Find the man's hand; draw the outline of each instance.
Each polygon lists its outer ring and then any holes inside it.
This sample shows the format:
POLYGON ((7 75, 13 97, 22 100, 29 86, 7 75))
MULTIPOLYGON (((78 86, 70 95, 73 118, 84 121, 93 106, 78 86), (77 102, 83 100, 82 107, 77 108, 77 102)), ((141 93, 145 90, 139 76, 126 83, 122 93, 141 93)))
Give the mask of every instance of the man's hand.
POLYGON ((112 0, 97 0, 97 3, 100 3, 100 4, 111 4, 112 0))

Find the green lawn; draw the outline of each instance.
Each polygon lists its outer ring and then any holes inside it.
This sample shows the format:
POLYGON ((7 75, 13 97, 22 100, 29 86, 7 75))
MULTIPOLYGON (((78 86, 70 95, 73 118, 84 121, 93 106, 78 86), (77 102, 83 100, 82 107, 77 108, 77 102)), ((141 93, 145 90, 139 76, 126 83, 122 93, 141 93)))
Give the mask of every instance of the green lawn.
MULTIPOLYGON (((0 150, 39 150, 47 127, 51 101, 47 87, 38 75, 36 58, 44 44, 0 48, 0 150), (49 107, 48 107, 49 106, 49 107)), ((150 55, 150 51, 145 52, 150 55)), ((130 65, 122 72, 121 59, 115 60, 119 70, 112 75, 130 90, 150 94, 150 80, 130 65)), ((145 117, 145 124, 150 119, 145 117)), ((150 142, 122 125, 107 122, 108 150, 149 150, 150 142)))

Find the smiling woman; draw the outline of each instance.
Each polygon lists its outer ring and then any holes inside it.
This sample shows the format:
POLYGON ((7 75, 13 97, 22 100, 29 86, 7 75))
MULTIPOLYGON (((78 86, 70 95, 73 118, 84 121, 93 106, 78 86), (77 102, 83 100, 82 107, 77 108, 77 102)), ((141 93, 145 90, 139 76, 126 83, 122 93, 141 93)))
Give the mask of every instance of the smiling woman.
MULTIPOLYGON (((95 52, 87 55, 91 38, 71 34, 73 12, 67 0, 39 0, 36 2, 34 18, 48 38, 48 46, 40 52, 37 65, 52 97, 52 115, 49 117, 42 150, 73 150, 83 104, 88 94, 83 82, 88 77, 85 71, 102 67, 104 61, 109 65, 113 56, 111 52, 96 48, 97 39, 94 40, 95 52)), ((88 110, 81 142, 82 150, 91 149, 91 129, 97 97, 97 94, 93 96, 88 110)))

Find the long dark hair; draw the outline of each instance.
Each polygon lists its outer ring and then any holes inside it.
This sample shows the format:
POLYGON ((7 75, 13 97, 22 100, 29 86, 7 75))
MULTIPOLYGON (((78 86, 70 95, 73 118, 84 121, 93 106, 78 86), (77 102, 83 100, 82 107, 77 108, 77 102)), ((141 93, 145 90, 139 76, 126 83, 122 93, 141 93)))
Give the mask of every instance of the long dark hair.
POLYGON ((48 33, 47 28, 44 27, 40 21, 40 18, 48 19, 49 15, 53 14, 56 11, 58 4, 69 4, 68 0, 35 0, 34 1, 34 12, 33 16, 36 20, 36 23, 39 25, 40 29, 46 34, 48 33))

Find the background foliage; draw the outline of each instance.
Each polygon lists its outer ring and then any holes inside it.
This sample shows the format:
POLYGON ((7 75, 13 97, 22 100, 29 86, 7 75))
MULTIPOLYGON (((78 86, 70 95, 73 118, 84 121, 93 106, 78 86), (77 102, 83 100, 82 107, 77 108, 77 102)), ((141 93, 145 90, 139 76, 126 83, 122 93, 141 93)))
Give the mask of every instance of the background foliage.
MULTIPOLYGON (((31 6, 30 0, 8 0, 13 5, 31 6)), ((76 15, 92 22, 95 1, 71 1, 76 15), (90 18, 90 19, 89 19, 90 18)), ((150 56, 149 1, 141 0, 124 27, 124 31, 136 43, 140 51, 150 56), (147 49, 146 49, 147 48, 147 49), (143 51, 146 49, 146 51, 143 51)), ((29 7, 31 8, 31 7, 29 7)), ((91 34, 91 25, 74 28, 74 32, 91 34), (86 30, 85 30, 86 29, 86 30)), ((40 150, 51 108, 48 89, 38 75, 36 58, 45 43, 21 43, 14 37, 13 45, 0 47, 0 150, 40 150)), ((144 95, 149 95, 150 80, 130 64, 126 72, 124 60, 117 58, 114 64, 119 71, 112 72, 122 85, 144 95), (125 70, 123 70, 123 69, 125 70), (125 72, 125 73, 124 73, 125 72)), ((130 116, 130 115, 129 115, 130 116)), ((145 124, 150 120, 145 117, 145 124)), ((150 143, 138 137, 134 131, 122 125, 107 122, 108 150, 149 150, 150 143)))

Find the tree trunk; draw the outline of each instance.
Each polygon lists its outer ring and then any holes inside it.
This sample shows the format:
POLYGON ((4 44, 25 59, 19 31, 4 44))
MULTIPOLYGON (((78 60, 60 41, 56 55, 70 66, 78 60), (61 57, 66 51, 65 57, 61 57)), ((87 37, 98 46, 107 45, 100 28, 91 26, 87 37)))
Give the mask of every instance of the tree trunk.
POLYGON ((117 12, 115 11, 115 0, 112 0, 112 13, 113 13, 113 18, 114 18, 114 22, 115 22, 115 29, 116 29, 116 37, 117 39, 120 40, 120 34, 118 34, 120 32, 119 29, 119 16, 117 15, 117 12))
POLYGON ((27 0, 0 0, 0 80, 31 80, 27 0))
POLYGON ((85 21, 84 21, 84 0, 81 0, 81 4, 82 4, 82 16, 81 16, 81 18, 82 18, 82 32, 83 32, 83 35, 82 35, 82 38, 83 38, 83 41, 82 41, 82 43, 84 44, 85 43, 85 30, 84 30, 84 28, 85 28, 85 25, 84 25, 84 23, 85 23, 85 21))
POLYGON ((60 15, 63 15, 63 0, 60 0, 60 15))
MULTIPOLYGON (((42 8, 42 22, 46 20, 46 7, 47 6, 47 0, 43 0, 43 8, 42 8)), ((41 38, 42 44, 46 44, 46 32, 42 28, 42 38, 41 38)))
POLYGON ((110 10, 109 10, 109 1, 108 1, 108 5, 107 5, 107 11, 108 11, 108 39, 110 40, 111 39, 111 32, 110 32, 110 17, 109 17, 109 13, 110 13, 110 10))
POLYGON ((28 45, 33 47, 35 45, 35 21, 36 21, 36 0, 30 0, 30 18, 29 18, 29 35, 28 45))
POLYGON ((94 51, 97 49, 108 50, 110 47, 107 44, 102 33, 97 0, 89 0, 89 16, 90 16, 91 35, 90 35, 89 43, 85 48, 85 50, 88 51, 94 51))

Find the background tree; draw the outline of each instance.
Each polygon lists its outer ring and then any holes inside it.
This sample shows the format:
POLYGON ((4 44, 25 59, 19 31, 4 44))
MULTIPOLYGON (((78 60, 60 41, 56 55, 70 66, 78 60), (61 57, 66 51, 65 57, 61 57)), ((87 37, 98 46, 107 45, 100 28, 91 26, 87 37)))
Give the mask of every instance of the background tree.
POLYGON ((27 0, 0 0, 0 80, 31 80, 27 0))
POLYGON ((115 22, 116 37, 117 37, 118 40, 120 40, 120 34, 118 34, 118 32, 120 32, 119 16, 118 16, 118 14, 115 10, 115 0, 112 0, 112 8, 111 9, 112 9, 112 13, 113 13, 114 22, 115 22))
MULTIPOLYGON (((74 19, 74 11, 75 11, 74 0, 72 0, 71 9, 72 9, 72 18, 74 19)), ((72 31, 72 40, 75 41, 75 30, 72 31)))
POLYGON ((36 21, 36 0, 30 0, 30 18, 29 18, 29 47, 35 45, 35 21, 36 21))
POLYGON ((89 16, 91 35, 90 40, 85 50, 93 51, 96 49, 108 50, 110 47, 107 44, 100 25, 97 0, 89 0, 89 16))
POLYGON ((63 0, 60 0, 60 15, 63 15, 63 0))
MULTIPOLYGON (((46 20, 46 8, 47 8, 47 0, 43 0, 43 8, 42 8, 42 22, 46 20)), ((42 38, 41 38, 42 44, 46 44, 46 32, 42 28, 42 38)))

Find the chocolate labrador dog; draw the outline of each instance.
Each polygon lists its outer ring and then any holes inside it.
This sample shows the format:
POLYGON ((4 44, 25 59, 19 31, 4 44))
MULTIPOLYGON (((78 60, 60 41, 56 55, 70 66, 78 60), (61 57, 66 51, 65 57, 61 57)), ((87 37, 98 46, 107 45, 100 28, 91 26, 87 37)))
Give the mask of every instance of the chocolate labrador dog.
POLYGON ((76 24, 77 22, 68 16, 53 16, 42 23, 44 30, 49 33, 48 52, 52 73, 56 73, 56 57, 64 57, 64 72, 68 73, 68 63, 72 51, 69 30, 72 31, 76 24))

* TASK TO CARRY OUT: Copy out the rows word for word, from the start of the rows through the line that contains "MULTIPOLYGON (((95 52, 87", with that line included.

* SOLUTION TO THIS PROBLEM:
Find the man's hand; draw the outline of each instance.
Each polygon lists its outer ring and then any holes inside it.
This sample shows the format:
POLYGON ((7 75, 13 97, 22 100, 29 86, 7 75))
MULTIPOLYGON (((78 86, 70 95, 73 118, 84 121, 93 106, 78 86), (77 102, 83 100, 82 107, 77 108, 77 102)), ((141 93, 145 90, 139 76, 126 83, 122 93, 141 93)))
Give the mask of every instance of the man's hand.
POLYGON ((112 0, 97 0, 97 3, 100 3, 100 4, 111 4, 112 0))

Find the green lawn; draw the outline of each instance.
Each polygon lists its outer ring and then any holes inside it.
This sample shows the format:
POLYGON ((7 75, 13 97, 22 100, 29 86, 7 75))
MULTIPOLYGON (((78 86, 70 95, 73 118, 84 121, 93 106, 78 86), (77 102, 83 100, 82 107, 77 108, 77 102)), ((141 93, 145 90, 139 76, 126 83, 122 93, 141 93)))
Give the mask of every instance of the green lawn.
MULTIPOLYGON (((0 150, 39 150, 47 127, 51 101, 47 87, 38 75, 36 58, 44 44, 0 48, 0 150), (49 107, 48 107, 49 106, 49 107)), ((150 55, 150 51, 145 52, 150 55)), ((130 65, 122 72, 121 59, 115 60, 119 70, 112 75, 130 90, 150 94, 150 80, 130 65)), ((145 117, 145 124, 150 119, 145 117)), ((150 142, 122 125, 107 122, 108 150, 149 150, 150 142)))

Find the smiling woman; draw the outline of each instance.
Each polygon lists its outer ring and then any holes inside it.
This sample shows the format:
POLYGON ((7 75, 13 97, 22 100, 29 86, 7 75))
MULTIPOLYGON (((78 86, 70 95, 73 118, 84 121, 93 106, 78 86), (77 102, 83 100, 82 107, 77 108, 77 102)), ((141 93, 145 90, 139 76, 126 83, 122 93, 141 93)))
Give the mask of every instance of the smiling woman.
MULTIPOLYGON (((95 52, 87 55, 91 38, 71 34, 73 12, 67 0, 39 0, 36 2, 34 18, 48 38, 48 46, 40 52, 37 65, 52 97, 52 115, 49 117, 42 150, 73 150, 83 104, 88 94, 83 82, 88 77, 85 71, 102 67, 104 61, 109 65, 113 56, 111 52, 96 48, 97 39, 94 40, 95 52)), ((88 110, 81 142, 82 150, 91 149, 91 129, 97 97, 97 94, 93 96, 88 110)))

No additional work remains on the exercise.